Казалось, параллели обэриутских судеб Хармса и Введенского завершились точкой ареста по одинаковому поводу – пораженческих настроений, «ждал немцев», и смерти в неволе… Однако дальнейшие совпадения – даты смертей одной военной зимой, психушек и неведомых могил – поражают.
 
С интертекстами в этом сборнике вообще интересно – Игорь Караулов, рассказывая о Денисе Давыдове («Русский Архилох»), цитирует его сатиру  «Современная песня», и относительно катрена:

Старых барынь духовник,
Маленький аббатик,
Что в гостиных бить привык
В маленький набатик. –


заключает: «Тут-то уж нет сомнений: это та самая материя, из которой Корней Чуковский выкроил свою "Муху-цокотуху”»:

Вдруг откуда-то летит
Маленький Комарик,
И в руке его горит
Маленький фонарик.


А я расскажу, как в сентябре мы с Захаром Прилепиным, будучи приглашены на книжную ярмарку в Пензу, гуляли по городу и узнали от чиновных гидов, что Давыдов родом из Пензенской губернии и вообще тут имеется целый компактный культ поэта-партизана. Давыдов и актуальный антилиберальный настрой вдруг сошлись вместе, и мы чуть ли не хором, припоминая строфы, стали читать «Современную песню». Вспомнили и «муху-якобинку» и «комар, студент хромой», а когда дошли до «аббатика», Захар вскинул голову:
- Слушай, а не здесь ли Чуковский нашел своего «маленького комарика»? Конечно!

Естественно, четвертая «Матрица» тогда еще не вышла, Караулова мы не читали, но о том, что в «маленьком аббатике» выведен Петр Чаадаев, тоже поговорили. Потому ничего удивительного: в очерке о Чаадаеве («Лишний человек среди лишних людей») Максим Кантор приводит то же четверостишие. Не упоминая, впрочем, Чуковского, зато сообщая: Чаадаев, пренебрежительно названный в другой строфе «прапорщик в отставке», «служил в Ахтырском гусарском полку под непосредственным началом Дениса Давыдова и участвовал вместе с Давыдовым в Битве народов под Лейпцигом и взятии Парижа. Есть свидетельства личной храбрости».

Такая вот проникающая литературная энтомология бродит по России.

= Исходные записи =
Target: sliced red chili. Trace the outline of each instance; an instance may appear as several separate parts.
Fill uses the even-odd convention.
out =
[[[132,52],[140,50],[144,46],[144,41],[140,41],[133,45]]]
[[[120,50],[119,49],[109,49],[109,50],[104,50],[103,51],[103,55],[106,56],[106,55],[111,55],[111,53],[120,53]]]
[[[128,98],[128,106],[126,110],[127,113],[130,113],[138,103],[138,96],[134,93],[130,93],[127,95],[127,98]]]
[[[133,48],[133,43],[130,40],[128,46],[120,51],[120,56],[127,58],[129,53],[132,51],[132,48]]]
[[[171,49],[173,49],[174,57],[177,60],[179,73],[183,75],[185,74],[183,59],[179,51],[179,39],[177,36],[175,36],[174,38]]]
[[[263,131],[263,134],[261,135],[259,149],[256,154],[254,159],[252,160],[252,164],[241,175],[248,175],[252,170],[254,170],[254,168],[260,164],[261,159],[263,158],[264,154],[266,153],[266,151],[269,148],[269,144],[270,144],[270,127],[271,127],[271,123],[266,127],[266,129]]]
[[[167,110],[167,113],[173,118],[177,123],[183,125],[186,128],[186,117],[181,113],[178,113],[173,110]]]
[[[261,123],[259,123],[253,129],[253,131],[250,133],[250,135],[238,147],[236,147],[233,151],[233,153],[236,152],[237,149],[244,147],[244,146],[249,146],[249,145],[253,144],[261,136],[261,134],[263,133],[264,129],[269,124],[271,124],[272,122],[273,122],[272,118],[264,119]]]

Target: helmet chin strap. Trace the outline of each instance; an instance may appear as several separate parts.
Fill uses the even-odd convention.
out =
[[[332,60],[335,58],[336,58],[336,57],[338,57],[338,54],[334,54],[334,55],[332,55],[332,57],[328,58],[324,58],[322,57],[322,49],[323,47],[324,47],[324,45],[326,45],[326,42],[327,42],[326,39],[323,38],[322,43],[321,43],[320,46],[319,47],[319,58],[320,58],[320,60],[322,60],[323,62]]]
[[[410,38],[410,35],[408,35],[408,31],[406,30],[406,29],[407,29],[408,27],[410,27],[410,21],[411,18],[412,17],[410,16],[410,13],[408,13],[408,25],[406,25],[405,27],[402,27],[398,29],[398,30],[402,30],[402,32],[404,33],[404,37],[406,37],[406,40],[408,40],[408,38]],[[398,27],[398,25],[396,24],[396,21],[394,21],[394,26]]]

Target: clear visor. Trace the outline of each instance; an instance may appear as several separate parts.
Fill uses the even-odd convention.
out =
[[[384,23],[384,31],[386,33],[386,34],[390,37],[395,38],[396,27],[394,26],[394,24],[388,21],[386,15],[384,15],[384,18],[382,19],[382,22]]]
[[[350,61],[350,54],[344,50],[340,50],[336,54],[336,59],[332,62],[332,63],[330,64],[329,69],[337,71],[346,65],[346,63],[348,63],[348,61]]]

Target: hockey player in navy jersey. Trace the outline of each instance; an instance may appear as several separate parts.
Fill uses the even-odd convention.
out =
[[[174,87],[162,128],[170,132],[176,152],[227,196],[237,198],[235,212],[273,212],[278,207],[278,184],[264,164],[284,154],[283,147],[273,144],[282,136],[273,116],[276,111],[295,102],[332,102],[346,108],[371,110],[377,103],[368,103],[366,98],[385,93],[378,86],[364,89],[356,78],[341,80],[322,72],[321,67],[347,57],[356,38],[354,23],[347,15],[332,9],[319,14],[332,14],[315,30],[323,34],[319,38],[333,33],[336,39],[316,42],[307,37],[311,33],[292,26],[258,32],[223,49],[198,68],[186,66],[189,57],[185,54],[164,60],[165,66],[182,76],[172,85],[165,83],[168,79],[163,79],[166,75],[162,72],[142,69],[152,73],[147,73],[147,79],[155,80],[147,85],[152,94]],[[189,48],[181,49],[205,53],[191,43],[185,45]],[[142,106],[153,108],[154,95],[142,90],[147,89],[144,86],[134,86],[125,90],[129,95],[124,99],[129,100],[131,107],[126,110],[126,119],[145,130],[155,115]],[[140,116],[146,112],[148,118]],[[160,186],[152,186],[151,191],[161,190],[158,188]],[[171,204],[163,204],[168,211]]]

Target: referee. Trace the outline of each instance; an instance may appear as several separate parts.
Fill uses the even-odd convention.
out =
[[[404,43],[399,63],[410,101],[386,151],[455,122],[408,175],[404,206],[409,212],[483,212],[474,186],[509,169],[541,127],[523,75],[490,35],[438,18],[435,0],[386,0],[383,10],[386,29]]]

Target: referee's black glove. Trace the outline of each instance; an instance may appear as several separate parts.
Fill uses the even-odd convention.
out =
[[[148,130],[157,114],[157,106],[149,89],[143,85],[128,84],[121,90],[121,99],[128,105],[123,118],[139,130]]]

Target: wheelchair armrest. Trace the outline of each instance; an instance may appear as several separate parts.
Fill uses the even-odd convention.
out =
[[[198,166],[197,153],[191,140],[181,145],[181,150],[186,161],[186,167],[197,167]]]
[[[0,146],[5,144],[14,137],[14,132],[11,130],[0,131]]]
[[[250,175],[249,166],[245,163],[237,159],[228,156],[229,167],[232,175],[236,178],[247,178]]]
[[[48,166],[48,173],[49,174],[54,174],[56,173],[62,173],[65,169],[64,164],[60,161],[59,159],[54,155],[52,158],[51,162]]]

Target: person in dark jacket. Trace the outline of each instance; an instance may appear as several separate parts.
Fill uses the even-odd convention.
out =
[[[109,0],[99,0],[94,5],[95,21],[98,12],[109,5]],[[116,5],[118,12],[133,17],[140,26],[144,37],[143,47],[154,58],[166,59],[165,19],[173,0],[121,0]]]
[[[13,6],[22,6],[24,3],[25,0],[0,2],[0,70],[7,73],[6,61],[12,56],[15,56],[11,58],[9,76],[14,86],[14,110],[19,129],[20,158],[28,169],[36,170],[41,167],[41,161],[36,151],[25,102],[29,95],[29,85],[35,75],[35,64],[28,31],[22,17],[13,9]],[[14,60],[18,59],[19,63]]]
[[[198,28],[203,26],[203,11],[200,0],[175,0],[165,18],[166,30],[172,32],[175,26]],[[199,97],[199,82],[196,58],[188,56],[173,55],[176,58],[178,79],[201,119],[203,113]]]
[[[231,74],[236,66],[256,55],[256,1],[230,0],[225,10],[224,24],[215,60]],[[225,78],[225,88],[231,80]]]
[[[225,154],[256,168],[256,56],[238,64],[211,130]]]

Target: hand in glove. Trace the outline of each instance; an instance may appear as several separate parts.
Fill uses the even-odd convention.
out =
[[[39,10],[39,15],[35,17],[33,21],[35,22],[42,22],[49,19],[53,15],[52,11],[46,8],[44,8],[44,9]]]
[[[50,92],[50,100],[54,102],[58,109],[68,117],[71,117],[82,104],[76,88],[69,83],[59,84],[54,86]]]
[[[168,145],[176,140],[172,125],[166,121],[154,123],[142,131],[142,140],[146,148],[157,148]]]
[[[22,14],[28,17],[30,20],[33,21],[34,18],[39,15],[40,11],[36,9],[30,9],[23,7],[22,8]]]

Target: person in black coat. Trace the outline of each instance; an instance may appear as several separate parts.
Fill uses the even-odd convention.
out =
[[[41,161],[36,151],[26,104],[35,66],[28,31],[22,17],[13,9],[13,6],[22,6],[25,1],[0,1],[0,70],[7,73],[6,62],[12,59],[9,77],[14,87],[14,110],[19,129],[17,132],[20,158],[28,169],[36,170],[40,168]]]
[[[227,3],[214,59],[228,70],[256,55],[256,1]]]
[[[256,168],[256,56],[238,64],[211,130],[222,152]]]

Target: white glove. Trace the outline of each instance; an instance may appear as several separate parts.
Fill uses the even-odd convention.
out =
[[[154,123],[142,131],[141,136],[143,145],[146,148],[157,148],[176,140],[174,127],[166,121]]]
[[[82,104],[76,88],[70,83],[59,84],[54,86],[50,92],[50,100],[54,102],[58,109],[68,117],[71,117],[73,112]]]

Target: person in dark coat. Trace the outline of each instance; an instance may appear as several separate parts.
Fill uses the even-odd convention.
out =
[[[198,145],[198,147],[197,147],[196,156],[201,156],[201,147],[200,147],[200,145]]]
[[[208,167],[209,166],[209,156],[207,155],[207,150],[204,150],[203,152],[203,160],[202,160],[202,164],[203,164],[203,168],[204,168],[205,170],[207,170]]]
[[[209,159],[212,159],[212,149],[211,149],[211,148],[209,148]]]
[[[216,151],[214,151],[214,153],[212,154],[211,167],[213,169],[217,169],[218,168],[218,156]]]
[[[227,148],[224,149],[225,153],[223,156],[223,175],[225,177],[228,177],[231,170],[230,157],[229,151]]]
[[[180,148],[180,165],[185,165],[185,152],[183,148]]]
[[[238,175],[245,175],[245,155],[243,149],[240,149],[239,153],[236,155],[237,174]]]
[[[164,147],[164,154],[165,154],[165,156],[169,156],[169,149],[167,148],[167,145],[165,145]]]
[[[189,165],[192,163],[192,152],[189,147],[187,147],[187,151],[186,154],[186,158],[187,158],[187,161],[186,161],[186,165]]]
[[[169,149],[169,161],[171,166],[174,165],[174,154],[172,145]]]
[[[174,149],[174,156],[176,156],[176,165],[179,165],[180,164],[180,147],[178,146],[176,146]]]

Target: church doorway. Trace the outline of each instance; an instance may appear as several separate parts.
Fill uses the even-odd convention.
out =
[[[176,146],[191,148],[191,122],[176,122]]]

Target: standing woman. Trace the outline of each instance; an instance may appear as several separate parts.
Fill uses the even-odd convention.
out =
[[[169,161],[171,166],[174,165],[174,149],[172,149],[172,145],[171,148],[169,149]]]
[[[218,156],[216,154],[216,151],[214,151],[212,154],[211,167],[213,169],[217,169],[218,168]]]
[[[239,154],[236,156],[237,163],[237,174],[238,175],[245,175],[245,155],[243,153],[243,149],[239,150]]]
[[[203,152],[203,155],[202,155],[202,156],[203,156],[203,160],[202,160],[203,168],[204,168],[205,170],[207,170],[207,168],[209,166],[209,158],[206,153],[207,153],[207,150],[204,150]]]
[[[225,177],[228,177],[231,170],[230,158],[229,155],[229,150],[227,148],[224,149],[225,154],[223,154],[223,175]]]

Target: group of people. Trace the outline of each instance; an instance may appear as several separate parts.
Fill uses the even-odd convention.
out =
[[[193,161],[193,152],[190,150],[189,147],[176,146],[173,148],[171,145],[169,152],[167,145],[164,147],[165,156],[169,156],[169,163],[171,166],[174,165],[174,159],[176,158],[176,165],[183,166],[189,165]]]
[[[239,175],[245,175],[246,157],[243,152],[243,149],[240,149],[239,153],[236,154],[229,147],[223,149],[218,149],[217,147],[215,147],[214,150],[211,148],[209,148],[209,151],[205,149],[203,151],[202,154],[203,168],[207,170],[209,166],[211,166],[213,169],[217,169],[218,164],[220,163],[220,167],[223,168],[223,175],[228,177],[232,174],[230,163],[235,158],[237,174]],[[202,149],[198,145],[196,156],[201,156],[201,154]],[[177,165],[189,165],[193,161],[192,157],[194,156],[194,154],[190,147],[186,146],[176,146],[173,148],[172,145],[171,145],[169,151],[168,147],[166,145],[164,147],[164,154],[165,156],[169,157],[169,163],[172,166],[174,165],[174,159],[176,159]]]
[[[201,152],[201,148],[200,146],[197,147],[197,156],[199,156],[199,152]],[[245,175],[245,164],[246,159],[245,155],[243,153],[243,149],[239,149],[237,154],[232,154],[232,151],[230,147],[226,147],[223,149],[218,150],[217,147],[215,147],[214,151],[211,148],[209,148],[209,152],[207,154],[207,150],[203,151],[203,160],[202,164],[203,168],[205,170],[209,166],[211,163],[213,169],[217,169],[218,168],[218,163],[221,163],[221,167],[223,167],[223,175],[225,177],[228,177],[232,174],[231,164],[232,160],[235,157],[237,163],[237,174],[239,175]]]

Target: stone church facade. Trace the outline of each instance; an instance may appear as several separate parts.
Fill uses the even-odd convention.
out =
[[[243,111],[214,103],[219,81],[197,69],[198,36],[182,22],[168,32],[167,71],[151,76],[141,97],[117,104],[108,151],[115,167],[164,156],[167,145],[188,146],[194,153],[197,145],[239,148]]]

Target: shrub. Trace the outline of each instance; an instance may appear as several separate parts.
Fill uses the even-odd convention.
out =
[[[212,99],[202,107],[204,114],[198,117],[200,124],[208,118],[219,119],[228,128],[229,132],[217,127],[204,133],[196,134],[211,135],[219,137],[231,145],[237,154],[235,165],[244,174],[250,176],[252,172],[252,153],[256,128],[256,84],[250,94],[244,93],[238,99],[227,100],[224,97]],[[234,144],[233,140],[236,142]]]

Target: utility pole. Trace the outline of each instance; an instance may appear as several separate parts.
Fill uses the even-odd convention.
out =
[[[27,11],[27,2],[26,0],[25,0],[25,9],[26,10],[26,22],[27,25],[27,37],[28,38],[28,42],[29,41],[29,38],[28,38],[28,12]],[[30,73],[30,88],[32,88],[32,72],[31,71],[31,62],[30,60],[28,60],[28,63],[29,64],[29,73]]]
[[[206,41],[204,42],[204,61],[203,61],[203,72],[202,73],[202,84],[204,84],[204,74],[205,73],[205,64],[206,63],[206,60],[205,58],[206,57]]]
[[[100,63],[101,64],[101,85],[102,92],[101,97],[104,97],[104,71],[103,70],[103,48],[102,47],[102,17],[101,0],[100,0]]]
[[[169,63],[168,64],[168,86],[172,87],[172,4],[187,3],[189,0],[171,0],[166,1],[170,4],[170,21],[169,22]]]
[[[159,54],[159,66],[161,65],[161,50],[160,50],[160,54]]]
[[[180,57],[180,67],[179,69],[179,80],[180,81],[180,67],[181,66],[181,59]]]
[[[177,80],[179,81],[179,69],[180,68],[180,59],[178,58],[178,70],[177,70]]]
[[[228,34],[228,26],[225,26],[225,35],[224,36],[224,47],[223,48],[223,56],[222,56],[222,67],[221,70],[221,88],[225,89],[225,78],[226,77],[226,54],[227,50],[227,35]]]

= Задание 1 =
Соберите из записей все строки, содержащие строку «dark», и приведите их без изменений.
= Задание 2 =
Продолжите текст о Денисе Давыдове, Чуковском и Чаадаеве следующим фрагментом, начиная сразу после его последнего предложения.
Текст на странице и записи представляют собой два независимых материала.

= Ответ 1 =
Target: person in dark jacket. Trace the outline of each instance; an instance may appear as several separate parts.
Target: person in dark coat. Trace the outline of each instance; an instance may appear as several separate parts.

= Ответ 2 =
Кстати, очерк Кантора о Чаадаеве, где Максим Карлович представляет Петра Яковлевича мыслителем вовсе не либеральным, но христианским и совершенно оригинальным, и делает это с напором, но и со вкусом, неожиданным образом перекликается со статьей Владимира Шпакова о Сухово-Кобылине («Странная судьба»). Который делом своей жизни полагал вовсе не знаменитые свои пьесы и даже не саму долгую и разнообразную жизнь, но философию в гегельянском направлении…

Иногда внеклассное сменяется уроком трудов, когда автор пускается в внутрицеховые технологии «вы ж такое загибать умели, что другой на свете не умел»; так, пролетарии любят порассуждать о каком-нибудь Петровиче-сварщике, который умеет, гад, варить, и в воде, и в огне, и мертвецки пьяным. Характерный пример – у Владимира Березина о Василии Аксенове под названием, конечно, «Немного джаза».

В любой школе, натурально, есть не только стенки с коридорами, библиотеки с мастерскими, но и анфилады нычек, где можно покурить, обсудить учителей и одноклассниц, «прогнать телегу».

В подобном ключе примечателен «Путь Ореха» (Александр Снегирев о Венедикте Ерофееве) – оригинальная реконструкция, одновременно уничтожающая и вновь, невесть по какому кругу, воздвигающая веничкин миф.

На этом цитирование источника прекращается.